Stored items

════

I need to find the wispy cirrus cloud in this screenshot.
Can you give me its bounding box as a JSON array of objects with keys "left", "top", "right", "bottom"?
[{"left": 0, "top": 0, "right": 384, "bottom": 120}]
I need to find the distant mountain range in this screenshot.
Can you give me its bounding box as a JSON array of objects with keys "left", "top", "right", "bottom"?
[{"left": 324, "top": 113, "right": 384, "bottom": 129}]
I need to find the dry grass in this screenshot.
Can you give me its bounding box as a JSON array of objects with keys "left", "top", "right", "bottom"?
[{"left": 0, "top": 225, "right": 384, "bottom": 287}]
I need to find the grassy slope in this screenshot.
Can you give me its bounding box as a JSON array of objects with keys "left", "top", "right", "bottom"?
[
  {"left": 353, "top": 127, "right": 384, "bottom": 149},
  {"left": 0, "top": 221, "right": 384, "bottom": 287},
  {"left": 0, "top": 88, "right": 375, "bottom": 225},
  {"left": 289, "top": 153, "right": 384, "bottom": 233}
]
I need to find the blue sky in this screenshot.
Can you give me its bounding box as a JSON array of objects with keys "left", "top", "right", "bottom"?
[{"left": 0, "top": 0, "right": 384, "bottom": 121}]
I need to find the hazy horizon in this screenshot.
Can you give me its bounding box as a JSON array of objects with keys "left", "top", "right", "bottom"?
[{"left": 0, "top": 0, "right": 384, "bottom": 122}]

════

- [WHAT THE TASK REQUIRES]: Return the rows above without any changes, starting at the line that contains "I need to find the dry" and continuing through the last row, with both ends included.

- [EXERCISE SOLUTION]:
I need to find the dry grass in this screenshot.
Can you give me its bounding box as a JSON array of objects with keys "left", "top", "right", "bottom"?
[{"left": 0, "top": 225, "right": 384, "bottom": 287}]
I need to find the grassy slope in this screenshot.
Can you give me its bounding box as a JSON array of objects with keys "left", "top", "right", "bottom"?
[
  {"left": 353, "top": 127, "right": 384, "bottom": 149},
  {"left": 0, "top": 221, "right": 384, "bottom": 287},
  {"left": 0, "top": 88, "right": 375, "bottom": 225},
  {"left": 289, "top": 153, "right": 384, "bottom": 233}
]
I need to find the blue sky in this screenshot.
Can you give me its bounding box as a JSON array of objects with keys "left", "top", "right", "bottom"?
[{"left": 0, "top": 0, "right": 384, "bottom": 121}]
I need to find the hazy horizon in this screenshot.
Can you give me its bounding box as a JSON array of objects with keys "left", "top", "right", "bottom"?
[{"left": 0, "top": 0, "right": 384, "bottom": 122}]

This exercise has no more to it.